● **Source extract**:
Thanks. I apologize if I am missing something, but the only change I see to an exported function is that you want to change QueryEscape, although actually I don't quite see how its behavior will change. And it seems that you are suggesting that QueryEscape and QueryUnescape will no longer be inverse transforms.

Are you suggesting that any changes to the current tests?

@gmccue
Copy link
Author

gmccue commented Jun 24, 2016

I did leave out QueryUnescape as well, but the only exported functions that would change are QueryEscape and QueryUnescape.

// QueryUnescape does the inverse transformation of QueryEscape, converting
// %AB into the byte 0xAB and '+' into ' ' (space). It returns an error if
// any % is not followed by two hexadecimal digits.
func QueryUnescape(s string) (string, error) {
    return unescape(s, escapeQueryComponent)
}

// unescape unescapes a string; the mode specifies
// which section of the URL string is being unescaped.
func unescape(s string, mode encoding) (string, error) {
    // Count %, check that they're well-formed.
    n := 0
    hasPlus := false
    for i := 0; i < len(s); {
        switch s[i] {
        case '%':
            n++
            if i+2 >= len(s) || !ishex(s[i+1]) || !ishex(s[i+2]) {
                s = s[i:]
                if len(s) > 3 {
                    s = s[:3]
                }
                return "", EscapeError(s)
            }
            // Per https://tools.ietf.org/html/rfc3986#page-21
            // in the host component %-encoding can only be used
            // for non-ASCII bytes.
            // But https://tools.ietf.org/html/rfc6874#section-2
            // introduces %25 being allowed to escape a percent sign
            // in IPv6 scoped-address literals. Yay.
            if mode == encodeHost && unhex(s[i+1]) < 8 && s[i:i+3] != "%25" {
                return "", EscapeError(s[i : i+3])
            }
            if mode == encodeZone {
                // RFC 6874 says basically "anything goes" for zone identifiers
                // and that even non-ASCII can be redundantly escaped,
                // but it seems prudent to restrict %-escaped bytes here to those
                // that are valid host name bytes in their unescaped form.
                // That is, you can use escaping in the zone identifier but not
                // to introduce bytes you couldn't just write directly.
                // But Windows puts spaces here! Yay.
                v := unhex(s[i+1])<<4 | unhex(s[i+2])
                if s[i:i+3] != "%25" && v != ' ' && shouldEscape(v, encodeHost) {
                    return "", EscapeError(s[i : i+3])
                }
            }
            i += 3
        case '+':
            if mode == encodeQueryComponent || mode == escapeQueryComponent {
                hasPlus = true
            }

            i++
        default:
            if (mode == encodeHost || mode == encodeZone) && s[i] < 0x80 && shouldEscape(s[i], mode) {
                return "", InvalidHostError(s[i : i+1])
            }
            i++
        }
    }

    if n == 0 && !hasPlus {
        return s, nil
    }

    t := make([]byte, len(s)-2*n)

● **Available data**:
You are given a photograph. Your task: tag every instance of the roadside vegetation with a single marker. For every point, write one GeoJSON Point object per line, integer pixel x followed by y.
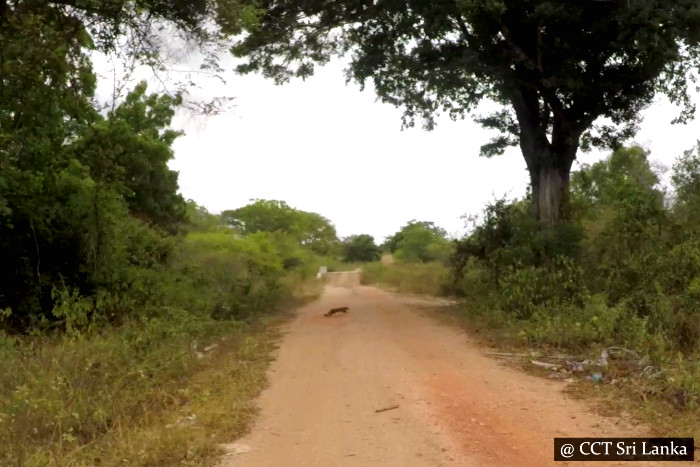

● **Exercise requirements**:
1 > From the Go URL-unescaping thread, list every distinct encoding mode name that the code passes as an argument or compares against the mode variable.
2 > Return, copied verbatim, the stretch of the Go URL-unescaping thread from "func QueryUnescape(s string)" through "is being unescaped.".

● **Exercise solutions**:
1 > escapeQueryComponent, encodeHost, encodeZone, encodeQueryComponent

2 >
func QueryUnescape(s string) (string, error) {
    return unescape(s, escapeQueryComponent)
}

// unescape unescapes a string; the mode specifies
// which section of the URL string is being unescaped.